• [Texte fourni]

######

ENTRETIEN EXCLUSIF- Catherine Vautrin « un esprit de confiance, de respect et de responsabilité »
Les 2 et 3 octobre, plus de 200 élus, venant de toute la France, étaient à Sélestat, en région Grand Est pour le congrès annuel de l’association Villes de France. À cette occasion, Paroles d’élus a pu tendre le micro à Catherine Vautrin, Ministre du partenariat avec les territoires et de la décentralisation.
Paroles d’élus : Quels messages avez-vous voulu transmettre en participant au Congrès de Villes de France ?
Catherine Vautrin : Battre en faux tout d’abord de ce que j’ai pu entendre récemment sur la mauvaise gestion financière des Maires. Les élus locaux sont dans 99,9 % des cas de bons gestionnaires et ils méritent respect et écoute. Pour nous, c’est évidemment le postulat de départ. Une fois que cela est dit, on peut effectivement aborder la notion de la lisibilité des politiques publiques. Et j’y suis extrêmement attaché.
Les élus de Villes de France sont au quotidien dans la proximité, dans cette fameuse notion du bassin de vie, c’est-à-dire ce que nos concitoyens vivent au quotidien. Ce qu’ils perçoivent, c’est évidemment ce qu’est la ville-centre qu’ils fréquentent tous, que ce soit parce qu’ils habitent à côté en ruralité ou parce qu’ils se rendent vers ce pôle pour diverses raisons : activités sportives, culturelles ou professionnelles.
C’est cela qui fait la diversité des territoires de notre pays, et je le sais, étant élu d’une ville-centre, certes un peu plus grande — Reims. Je mesure et connais les charges de centralité liées aux équipements de nos villes, dont bénéficient tous les habitants du bassin de vie. D’où l’intérêt d’une complémentarité bien comprise avec l’intercommunalité, qui permet à chacun de porter un certain nombre d’équipements indispensables à la qualité de vie de nos concitoyens.
Paroles d’élus : Les élus craignent un nouveau “pacte de Cahors”. Le pays en prend-t-il le chemin ?
Catherine Vautrin : Sur la situation du pays, Monsieur le Premier ministre l’a rappelé lors de son discours de politique générale : nous avons, pour être précis, 3 228 milliards d’euros de dettes en France. C’est le montant de la dette publique, et cette dette doit être financée, car il s’agit d’emprunts placés sur les marchés. Le coût de la dette publique est de 51 milliards par an, c’est-à-dire que ces 51 milliards ne sont pas utilisés pour des politiques publiques, mais pour les frais financiers. C’est une somme astronomique, et elle est d’autant plus préoccupante qu’elle pourrait, à terme, selon le Premier ministre, affecter la souveraineté de notre pays. En effet, cette dette est placée sur des marchés, et il faut le dire, il devient plus difficile de trouver des acheteurs pour la dette française.

######

• [Défis proposés]
**1.** Répondez à ces questions sur l'entretien avec Catherine Vautrin :
(a) Dans quelle ville s'est tenu le congrès annuel de Villes de France ?
(b) De quelle ville-centre Catherine Vautrin se dit-elle élue ?
(c) Quel coût annuel de la dette publique est cité ?
**2.** Prolongez l'entretien avec Catherine Vautrin au-delà de sa dernière phrase.
Les données ci-après proviennent d'une autre source.

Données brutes
######

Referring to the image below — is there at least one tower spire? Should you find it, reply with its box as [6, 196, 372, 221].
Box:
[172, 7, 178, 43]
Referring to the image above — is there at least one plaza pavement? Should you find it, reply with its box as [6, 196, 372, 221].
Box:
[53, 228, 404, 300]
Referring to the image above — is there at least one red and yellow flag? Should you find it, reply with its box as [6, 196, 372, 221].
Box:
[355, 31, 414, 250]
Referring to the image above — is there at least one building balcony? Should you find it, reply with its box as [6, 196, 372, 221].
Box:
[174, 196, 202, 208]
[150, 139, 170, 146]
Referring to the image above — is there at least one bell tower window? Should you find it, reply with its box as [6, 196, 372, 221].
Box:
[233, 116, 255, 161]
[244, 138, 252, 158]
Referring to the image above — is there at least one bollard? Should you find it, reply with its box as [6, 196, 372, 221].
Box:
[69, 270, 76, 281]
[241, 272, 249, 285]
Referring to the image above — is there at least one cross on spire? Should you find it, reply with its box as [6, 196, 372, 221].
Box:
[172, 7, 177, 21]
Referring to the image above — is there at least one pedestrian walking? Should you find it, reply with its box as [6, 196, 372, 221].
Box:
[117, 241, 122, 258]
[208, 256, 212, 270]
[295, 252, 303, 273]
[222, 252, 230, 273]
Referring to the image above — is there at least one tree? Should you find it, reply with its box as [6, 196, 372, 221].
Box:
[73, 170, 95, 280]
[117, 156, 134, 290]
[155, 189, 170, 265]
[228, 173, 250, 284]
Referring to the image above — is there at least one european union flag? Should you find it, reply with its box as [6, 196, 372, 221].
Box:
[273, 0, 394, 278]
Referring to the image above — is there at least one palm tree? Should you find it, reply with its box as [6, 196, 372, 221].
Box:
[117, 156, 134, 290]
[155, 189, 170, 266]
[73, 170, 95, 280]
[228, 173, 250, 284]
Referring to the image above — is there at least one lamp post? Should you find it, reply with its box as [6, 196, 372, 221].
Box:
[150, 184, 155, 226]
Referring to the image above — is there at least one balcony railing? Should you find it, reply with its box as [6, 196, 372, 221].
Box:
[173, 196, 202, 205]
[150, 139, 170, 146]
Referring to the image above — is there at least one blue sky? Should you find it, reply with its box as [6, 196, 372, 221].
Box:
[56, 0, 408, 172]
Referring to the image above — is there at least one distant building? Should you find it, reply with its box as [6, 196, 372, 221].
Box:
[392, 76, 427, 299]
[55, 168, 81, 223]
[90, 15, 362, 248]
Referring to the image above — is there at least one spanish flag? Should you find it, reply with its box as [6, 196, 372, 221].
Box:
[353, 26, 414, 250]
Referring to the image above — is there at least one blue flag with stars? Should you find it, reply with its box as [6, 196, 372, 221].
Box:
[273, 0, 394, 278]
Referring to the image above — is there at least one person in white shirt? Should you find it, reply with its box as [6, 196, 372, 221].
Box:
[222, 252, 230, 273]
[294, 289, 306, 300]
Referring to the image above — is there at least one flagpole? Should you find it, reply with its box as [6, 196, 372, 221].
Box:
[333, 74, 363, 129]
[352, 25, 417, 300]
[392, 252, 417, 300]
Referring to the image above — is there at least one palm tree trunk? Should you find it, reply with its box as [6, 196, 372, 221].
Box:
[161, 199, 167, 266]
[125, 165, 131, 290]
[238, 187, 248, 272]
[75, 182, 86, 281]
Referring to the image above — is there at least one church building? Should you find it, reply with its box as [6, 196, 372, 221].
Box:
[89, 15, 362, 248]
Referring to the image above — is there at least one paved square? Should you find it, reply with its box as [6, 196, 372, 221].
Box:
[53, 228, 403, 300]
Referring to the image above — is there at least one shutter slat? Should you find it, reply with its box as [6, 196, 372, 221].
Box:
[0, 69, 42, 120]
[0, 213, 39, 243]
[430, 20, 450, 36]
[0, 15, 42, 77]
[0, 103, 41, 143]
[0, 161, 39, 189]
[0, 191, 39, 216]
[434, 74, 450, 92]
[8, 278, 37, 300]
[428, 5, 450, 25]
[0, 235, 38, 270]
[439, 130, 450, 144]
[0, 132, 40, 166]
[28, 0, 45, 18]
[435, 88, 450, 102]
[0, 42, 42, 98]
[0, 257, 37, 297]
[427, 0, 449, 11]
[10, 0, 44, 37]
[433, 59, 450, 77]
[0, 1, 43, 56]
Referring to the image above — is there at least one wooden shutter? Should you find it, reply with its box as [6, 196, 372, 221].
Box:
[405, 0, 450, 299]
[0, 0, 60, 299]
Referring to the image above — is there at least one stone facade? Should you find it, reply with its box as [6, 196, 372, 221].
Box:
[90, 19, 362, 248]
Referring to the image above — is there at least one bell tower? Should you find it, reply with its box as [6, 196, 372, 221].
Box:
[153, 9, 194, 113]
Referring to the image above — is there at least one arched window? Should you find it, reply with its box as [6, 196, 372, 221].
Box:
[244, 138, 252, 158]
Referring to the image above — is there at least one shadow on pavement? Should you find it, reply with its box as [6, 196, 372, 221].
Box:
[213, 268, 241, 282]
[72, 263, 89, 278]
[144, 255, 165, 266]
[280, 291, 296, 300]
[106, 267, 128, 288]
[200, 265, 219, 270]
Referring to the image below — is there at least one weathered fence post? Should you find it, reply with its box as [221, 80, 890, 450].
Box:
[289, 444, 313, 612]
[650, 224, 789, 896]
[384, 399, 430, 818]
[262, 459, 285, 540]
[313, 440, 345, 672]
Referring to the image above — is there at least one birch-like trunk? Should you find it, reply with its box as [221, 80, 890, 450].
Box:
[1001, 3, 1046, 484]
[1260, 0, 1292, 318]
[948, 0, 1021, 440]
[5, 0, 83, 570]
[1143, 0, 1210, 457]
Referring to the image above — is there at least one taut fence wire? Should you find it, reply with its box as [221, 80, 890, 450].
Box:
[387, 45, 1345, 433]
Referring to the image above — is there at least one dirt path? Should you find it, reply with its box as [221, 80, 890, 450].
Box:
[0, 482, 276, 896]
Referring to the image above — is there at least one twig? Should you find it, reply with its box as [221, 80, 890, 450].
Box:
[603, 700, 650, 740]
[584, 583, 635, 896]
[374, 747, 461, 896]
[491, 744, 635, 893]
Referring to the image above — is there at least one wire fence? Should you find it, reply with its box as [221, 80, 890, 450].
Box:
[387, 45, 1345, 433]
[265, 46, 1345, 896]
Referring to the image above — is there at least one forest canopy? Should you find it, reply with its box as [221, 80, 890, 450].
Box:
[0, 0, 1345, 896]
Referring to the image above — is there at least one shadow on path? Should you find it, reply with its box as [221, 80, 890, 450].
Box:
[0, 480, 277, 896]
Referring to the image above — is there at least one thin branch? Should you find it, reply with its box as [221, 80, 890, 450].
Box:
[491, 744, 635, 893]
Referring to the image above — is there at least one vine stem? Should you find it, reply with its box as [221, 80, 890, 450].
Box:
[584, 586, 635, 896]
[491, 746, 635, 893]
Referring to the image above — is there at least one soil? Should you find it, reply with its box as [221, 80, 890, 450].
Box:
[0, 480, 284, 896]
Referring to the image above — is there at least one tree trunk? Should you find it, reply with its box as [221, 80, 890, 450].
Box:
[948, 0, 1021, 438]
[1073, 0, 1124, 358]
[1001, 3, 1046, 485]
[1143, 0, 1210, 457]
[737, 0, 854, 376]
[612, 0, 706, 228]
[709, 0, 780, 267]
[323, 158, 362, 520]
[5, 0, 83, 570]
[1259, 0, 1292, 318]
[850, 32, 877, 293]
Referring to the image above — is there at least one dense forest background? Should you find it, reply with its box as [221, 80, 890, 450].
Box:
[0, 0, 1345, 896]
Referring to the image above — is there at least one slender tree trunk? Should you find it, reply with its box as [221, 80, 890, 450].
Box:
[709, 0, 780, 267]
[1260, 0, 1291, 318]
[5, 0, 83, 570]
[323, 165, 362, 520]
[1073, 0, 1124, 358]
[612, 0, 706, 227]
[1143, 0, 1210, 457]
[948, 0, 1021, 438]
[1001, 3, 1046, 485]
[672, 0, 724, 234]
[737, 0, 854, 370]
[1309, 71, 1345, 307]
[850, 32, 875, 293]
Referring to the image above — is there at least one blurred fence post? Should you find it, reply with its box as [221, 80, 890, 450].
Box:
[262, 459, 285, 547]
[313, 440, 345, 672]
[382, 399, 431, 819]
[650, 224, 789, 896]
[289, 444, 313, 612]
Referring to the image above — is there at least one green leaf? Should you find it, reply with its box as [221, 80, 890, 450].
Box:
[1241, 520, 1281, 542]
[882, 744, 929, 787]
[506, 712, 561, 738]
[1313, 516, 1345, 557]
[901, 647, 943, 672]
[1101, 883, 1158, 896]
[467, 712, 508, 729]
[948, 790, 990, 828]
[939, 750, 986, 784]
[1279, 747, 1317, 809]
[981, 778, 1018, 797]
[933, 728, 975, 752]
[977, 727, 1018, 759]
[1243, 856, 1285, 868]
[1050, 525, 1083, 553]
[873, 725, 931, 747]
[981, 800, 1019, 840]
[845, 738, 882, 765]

######

• [Résultats par tâche]
**1.**
(a) À Sélestat.
(b) De Reims.
(c) 51 milliards d'euros par an.

**2.**
Cela constitue un problème relativement nouveau. Vous l’avez peut-être lu et entendu : nous aurons des renouvellements d’emprunts au début de l’année prochaine, et cela pourrait poser un véritable problème de financement de la dette française. Notre pays doit donc se reprendre, et cela signifie examiner l’ensemble de ses dépenses. Parmi celles-ci, il y a bien sûr les dépenses d’intervention qui permettent d’accompagner nos collectivités dans les démarches du quotidien pour nos concitoyens. Il y a également tout le sujet de la protection sociale, un enjeu majeur, puisque celle-ci représente plus de 600 milliards d’euros répartis sur les cinq branches de la sécurité sociale. La protection sociale repose exclusivement sur le travail, et cela représente déjà un défi immense.
Paroles d’élus : L’ère du “quoi qu’il en coûte” est-elle définitivement résolue ?
Catherine Vautrin : Le travail qui nous attend est en effet la résorption de cette dette. Les objectifs ont été avancés par le Premier ministre. Il s’agit de revenir à 5 % de déficit en 2025, et à 3 % en 2029. Si l’on compare avec d’autres pays, la dépense publique en Europe représente en moyenne 49 % de la richesse nationale. Tandis qu’en France, elle s’élève à 57 %. La question que nous devons nous poser collectivement est la suivante : est-ce que notre dépense publique génère un supplément de qualité qui justifie cette différence ? Honnêtement, je n’oserais pas être totalement positive sur ce sujet.
Paroles d’élus : Le souhait d’un grand acte de décentralisation est-il toujours d’actualité ?
Catherine Vautrin : Si nous voulons passer d’un État tuteur à un État partenaire, la question est d’abord de savoir comment discuter ensemble. Pour ce faire, plusieurs éléments sont nécessaires. D’abord, il faut se mettre d’accord sur le montant de la dette des collectivités, afin de partir d’un bilan partagé. Il ne s’agit pas que certains « sachants » aient la vérité d’un côté et que les autres soient là uniquement pour recevoir. Les élus savent comment gérer leurs comptes. J’en discutais il y a deux jours avec le directeur délégué de la Caisse des Dépôts. Nous sommes à peu près d’accord pour dire que la dette des collectivités représente environ 8 % de la dette publique. Ce qu’il faut observer, c’est ce que génèrent réellement les collectivités en termes d’emprunts pour des investissements. Ensuite, il y a des charges de fonctionnement supplémentaires qui sont souvent liées à des injonctions de l’État.
Prenons l’exemple de l’augmentation du point d’indice des fonctionnaires l’année dernière, qui a coûté 3 milliards d’euros. Bien sûr, il fallait revaloriser les salaires des fonctionnaires, mais cela a un impact direct sur les budgets locaux. Cela concerne également les catégories C, la prime pouvoir d’achat, etc. Le rapport de la Cour des comptes est très précis à ce sujet. Notre premier travail consiste donc à nous mettre d’accord sur le constat.
Paroles d’élus : Quels seront les prochaines étapes ?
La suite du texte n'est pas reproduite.